» **Written instruction**
Rewrite the listing below, swapping "single dot" for "single mark" wherever it appears and leaving everything else the same.
___ Listed records
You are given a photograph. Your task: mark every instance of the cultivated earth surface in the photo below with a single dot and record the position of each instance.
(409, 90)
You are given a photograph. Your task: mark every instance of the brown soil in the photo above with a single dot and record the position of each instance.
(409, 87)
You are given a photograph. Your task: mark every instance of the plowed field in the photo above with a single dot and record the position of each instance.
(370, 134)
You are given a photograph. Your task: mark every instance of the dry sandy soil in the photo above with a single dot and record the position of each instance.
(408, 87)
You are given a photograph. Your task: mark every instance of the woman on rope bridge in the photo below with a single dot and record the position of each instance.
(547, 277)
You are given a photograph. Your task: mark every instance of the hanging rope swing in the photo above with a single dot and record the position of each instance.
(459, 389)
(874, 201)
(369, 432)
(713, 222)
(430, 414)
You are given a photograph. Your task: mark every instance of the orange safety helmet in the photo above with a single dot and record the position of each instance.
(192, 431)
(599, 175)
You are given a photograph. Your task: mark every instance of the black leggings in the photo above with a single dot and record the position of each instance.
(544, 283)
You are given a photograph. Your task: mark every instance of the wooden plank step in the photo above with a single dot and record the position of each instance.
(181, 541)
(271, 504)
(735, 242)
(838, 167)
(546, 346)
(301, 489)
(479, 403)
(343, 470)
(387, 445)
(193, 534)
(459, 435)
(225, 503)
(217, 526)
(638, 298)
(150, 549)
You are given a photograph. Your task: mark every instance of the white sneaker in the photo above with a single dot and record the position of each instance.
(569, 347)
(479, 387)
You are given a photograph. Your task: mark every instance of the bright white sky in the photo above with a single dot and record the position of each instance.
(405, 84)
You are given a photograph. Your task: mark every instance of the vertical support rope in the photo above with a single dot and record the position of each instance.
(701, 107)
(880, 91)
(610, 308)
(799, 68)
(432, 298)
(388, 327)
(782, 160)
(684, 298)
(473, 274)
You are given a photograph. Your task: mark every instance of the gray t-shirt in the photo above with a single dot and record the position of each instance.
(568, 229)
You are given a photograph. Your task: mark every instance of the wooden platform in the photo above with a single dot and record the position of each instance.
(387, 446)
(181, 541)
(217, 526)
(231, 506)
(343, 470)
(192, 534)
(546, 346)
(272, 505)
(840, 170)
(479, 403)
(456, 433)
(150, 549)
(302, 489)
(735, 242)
______
» **The output**
You are given a photograph. Your task: mark every instance of the cultivated earth surface in the photo below with a single mark and record the position of each instance.
(409, 90)
You are given a photograph. Your task: mark every instance of the brown soil in the photo above with a single mark and record the position of each instance.
(409, 87)
You are given a photograph. Your task: mark every instance of the plowed field in the photo above with a single mark and record the position of each instance.
(370, 134)
You are given a photograph. Your task: mark every instance of the dry sandy soil in the photo above with a single mark and record the position of each instance.
(408, 87)
You are given a photograph. Your task: mark every instance of the woman on rope bridge in the photo below with a single mark and record the position of each instance.
(547, 277)
You are given a photograph. Your task: mark every instance of the hanging rope swing in the photo above with a single mark and record the position of each instance.
(459, 389)
(874, 201)
(369, 432)
(713, 222)
(430, 414)
You are given a photograph. Your task: mark every instance of the orange safety helmet in the photo above with a single mark and record the position of each instance.
(192, 431)
(599, 175)
You are given a photograph. Your task: mark every instance of the black leggings in the photo above with a single mark and record the position of each instance.
(544, 283)
You are given a photograph. Your task: mark every instance of the wooden plank step in the photo above with a single mark and record the position of each instance.
(181, 541)
(271, 504)
(735, 242)
(838, 167)
(546, 346)
(301, 489)
(479, 403)
(343, 470)
(387, 445)
(193, 534)
(459, 435)
(225, 503)
(217, 526)
(638, 298)
(150, 549)
You are given a photograph. Your task: mark every instance of the white sneaker in the photo above with a single mark and record the position of each instance.
(569, 347)
(479, 387)
You are given a photograph. Your task: mark every instance of the bright white sky in the photo above with a single mark and record the position of each instance.
(405, 84)
You are given a photograph. Your task: mark every instance of the vertical support rope in the photo above with a single mark and record the position of each instance.
(701, 107)
(880, 91)
(610, 308)
(799, 68)
(432, 298)
(388, 327)
(782, 160)
(684, 298)
(473, 274)
You are given a photograph. Your task: mark every instance of the gray t-shirt in the photo above with a single mark and record the position of each instance.
(568, 229)
You are given a photograph. Your task: mark every instance of the wooden platform in the photo above with a single mark and record the position of each instance.
(387, 446)
(181, 541)
(217, 526)
(231, 506)
(343, 470)
(192, 534)
(546, 346)
(272, 505)
(840, 170)
(479, 403)
(456, 433)
(150, 549)
(302, 489)
(735, 242)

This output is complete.